* _Tujuan a_:
Tuliskan kembali tanpa diubah sedikit pun semua baris data, mulai dari baris yang memuat "Would you mind pinning the water" sampai baris terakhir data, termasuk kedua baris ujungnya.
### Kutipan Teks ###
Dengan melompat pada kesimpulan tentang dugaan serangan senjata kimia di Suriah, kabinet perang Donald Trump dan para pendukungnya dengan gegabah justru mendorong pada konfrontasi militer antara Rusia dan Amerika Serikat.
Presiden Trump mengumumkan pada hari Senin bahwa "semua orang" (yang dimaksud adalah Rusia dan Suriah) "akan membayar harga" untuk terjadinya serangan kimia di Douma, yang merupakan kota di pinggiran Damaskus yang ada di bawah kendali pemberontak Jaysh al Islam.
Trump juga mengatakan bahwa dia meminta Rusia bertanggung jawab atas serangan yang masih belum diverifikasi. Hal ini menandakan eskalasi hubungan antara Rusia dan AS. Media AS tidak lagi memedulikan validitas berita yang mereka tayangkan. Sekalipun hal tersebut akan berpotensi menimbulkan bahaya yang luar biasa. Mereka hanya mengikuti histeria anti Rusia.
Media juga mengabaikan beberapa rincian penting yang mengarah pada dugaan serangan. Rincian yang menimbulkan pertanyaan serius tentang siapa yang bertanggung jawab.
Penentuan Waktu Serangan yang Mencurigakan
Pemerintah Suriah berada dalam posisi yang lebih kuat daripada saat awal perang dan Douma akan segera bebas. Sungguh sangat tidak masuk akal bila pemerintahan Assad meluncurkan serangan senjata kimia di saat seperti ini. Tidak ada keuntungan sedikipun bagi pemerintah Suriah. Ini saja harus menyebabkan beberapa skeptisisme serius, terutama mengingat kronologi peristiwa yang mengarah ke dugaan serangan.
Douma adalah sebuah kota di Ghouta Timur yang berada di bawah kendali Jaysh al Islam , kelompok jihad pemberontak yang didukung Saudi yang berusaha untuk menggulingkan pemerintah Presiden Assad dan akan mengganti dengan negara Islam.
Jaysh al Islam sendiri merupakan kelompok teroris takfiri yang bertujuan untuk menegakkan Khilafah (Negara) Islam. Pendiri Jaysh al Islam, almarhum Zahran Alloush, telah secara terbuka menyerukan pembersihan etnis minoritas agama di Damaskus.
###
* _Tujuan b_:
Dalam teks tentang dugaan serangan senjata kimia di Douma, siapa pendiri Jaysh al Islam?
### Data Kerja ###
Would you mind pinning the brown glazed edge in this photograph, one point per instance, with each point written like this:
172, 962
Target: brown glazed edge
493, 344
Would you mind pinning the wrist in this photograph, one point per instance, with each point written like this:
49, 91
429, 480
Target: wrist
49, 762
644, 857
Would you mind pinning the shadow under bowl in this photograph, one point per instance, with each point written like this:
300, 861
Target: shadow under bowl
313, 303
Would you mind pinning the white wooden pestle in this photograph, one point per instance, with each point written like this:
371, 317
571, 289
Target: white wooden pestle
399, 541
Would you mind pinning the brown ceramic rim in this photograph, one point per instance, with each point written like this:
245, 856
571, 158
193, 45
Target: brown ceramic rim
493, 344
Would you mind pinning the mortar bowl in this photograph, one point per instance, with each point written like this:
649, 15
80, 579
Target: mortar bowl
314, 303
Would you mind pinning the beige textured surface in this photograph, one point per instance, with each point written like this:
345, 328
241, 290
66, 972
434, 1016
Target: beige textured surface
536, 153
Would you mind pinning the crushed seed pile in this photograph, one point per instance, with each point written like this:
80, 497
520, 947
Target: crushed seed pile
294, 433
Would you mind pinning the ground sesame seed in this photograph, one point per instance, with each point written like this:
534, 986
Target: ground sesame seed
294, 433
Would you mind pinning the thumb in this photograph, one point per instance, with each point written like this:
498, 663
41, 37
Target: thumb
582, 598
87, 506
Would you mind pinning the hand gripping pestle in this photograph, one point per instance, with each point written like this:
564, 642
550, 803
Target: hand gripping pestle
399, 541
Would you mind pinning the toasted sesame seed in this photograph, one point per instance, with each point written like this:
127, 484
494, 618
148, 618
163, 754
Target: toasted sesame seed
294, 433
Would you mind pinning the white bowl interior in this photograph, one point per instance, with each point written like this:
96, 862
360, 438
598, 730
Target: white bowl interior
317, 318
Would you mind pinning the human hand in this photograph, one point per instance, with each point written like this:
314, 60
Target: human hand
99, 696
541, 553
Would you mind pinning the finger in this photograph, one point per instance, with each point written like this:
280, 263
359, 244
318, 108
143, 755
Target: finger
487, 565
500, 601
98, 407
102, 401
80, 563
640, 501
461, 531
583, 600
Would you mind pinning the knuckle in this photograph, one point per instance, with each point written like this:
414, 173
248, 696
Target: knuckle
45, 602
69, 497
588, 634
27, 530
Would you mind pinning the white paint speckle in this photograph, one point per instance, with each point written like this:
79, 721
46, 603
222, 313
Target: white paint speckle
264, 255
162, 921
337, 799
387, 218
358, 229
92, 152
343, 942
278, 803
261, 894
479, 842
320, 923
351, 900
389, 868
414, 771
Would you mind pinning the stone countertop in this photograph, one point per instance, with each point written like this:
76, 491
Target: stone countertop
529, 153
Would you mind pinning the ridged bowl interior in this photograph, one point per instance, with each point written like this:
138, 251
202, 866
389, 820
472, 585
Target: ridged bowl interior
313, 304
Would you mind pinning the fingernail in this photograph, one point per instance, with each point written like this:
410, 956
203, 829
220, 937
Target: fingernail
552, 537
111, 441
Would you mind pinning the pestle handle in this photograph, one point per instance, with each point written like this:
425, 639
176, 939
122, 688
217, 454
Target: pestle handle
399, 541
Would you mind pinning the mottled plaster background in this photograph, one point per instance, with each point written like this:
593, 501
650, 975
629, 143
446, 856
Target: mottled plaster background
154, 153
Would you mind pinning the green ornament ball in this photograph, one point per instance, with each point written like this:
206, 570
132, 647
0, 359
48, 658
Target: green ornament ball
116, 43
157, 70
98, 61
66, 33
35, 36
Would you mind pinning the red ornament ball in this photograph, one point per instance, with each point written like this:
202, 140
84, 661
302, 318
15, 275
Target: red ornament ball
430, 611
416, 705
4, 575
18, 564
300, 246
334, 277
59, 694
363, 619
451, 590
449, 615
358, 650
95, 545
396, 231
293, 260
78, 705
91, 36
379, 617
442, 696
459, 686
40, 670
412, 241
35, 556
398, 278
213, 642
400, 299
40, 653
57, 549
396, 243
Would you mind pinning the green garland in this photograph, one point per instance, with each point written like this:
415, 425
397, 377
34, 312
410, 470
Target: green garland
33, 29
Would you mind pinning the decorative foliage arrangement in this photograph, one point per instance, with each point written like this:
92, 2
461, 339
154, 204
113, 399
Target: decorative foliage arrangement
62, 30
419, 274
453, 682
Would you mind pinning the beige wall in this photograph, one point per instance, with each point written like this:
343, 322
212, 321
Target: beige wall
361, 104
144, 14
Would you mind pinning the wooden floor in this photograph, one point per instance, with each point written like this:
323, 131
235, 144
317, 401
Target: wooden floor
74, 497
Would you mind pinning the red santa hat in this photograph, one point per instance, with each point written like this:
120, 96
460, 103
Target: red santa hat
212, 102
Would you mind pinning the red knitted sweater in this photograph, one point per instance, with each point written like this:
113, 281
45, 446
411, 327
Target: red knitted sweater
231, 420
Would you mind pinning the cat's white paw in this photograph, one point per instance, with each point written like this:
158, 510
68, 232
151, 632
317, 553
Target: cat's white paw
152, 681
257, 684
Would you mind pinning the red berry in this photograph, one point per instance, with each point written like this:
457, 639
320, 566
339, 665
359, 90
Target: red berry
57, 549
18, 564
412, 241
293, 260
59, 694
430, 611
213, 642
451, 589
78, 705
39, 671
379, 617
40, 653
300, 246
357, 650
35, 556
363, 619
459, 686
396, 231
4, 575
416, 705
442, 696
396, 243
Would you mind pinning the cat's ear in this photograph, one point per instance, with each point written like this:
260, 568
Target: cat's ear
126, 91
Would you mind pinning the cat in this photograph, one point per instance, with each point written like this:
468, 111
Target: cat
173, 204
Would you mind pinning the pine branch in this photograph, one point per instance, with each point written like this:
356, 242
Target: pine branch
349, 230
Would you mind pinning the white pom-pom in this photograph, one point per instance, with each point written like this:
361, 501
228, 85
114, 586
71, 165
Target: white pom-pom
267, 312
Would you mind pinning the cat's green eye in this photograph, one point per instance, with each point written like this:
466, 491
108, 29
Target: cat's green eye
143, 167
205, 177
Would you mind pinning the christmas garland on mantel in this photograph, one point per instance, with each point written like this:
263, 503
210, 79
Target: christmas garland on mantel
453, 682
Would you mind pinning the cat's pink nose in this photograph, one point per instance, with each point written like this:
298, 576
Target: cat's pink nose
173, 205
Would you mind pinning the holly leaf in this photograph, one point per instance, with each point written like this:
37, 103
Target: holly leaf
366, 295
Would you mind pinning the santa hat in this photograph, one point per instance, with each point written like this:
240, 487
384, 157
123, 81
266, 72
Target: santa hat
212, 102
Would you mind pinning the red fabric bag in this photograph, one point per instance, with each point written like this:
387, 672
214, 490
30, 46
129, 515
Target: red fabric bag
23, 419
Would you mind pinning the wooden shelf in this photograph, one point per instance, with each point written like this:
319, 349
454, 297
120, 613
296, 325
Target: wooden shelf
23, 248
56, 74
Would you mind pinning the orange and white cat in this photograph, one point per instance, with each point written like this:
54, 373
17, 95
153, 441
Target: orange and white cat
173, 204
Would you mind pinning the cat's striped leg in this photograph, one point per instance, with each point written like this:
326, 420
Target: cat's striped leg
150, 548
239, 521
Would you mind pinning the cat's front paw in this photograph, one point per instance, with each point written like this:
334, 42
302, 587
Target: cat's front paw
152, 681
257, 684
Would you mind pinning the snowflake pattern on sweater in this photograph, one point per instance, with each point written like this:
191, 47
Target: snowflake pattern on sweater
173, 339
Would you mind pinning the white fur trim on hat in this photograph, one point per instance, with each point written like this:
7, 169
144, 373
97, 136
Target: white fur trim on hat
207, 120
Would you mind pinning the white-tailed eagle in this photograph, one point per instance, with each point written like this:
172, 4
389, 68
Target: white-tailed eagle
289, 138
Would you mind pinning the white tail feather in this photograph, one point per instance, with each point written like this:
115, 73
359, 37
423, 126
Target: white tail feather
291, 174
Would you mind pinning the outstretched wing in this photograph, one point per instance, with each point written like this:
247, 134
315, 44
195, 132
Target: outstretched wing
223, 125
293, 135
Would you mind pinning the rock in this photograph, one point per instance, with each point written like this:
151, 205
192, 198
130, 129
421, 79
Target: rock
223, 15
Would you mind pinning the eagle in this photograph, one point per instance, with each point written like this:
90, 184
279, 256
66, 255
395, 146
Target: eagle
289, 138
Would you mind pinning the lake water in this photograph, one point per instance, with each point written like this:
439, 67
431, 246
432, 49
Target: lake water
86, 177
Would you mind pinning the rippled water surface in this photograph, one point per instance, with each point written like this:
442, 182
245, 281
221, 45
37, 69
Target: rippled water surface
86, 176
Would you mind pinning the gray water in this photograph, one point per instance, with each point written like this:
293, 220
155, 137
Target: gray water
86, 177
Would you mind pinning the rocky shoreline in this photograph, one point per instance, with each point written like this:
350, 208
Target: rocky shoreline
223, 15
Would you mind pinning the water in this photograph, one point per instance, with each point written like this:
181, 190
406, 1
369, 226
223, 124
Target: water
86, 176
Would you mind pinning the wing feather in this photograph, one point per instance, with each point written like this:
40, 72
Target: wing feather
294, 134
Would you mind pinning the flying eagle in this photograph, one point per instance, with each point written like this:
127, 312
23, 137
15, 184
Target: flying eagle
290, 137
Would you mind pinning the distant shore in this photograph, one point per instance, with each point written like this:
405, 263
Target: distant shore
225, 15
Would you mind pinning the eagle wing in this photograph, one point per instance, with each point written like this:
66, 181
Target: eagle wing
###
* _Jawaban a_:
Would you mind pinning the water in this photograph, one point per instance, with each point written like this:
181, 190
406, 1
369, 226
223, 124
Target: water
86, 176
Would you mind pinning the wing feather in this photograph, one point per instance, with each point written like this:
40, 72
Target: wing feather
294, 134
Would you mind pinning the flying eagle in this photograph, one point per instance, with each point written like this:
127, 312
23, 137
15, 184
Target: flying eagle
290, 137
Would you mind pinning the distant shore in this photograph, one point per instance, with each point written like this:
405, 263
Target: distant shore
225, 15
Would you mind pinning the eagle wing in this photograph, one point per instance, with each point written like this:
66, 181
Target: eagle wing

* _Jawaban b_:
Almarhum Zahran Alloush.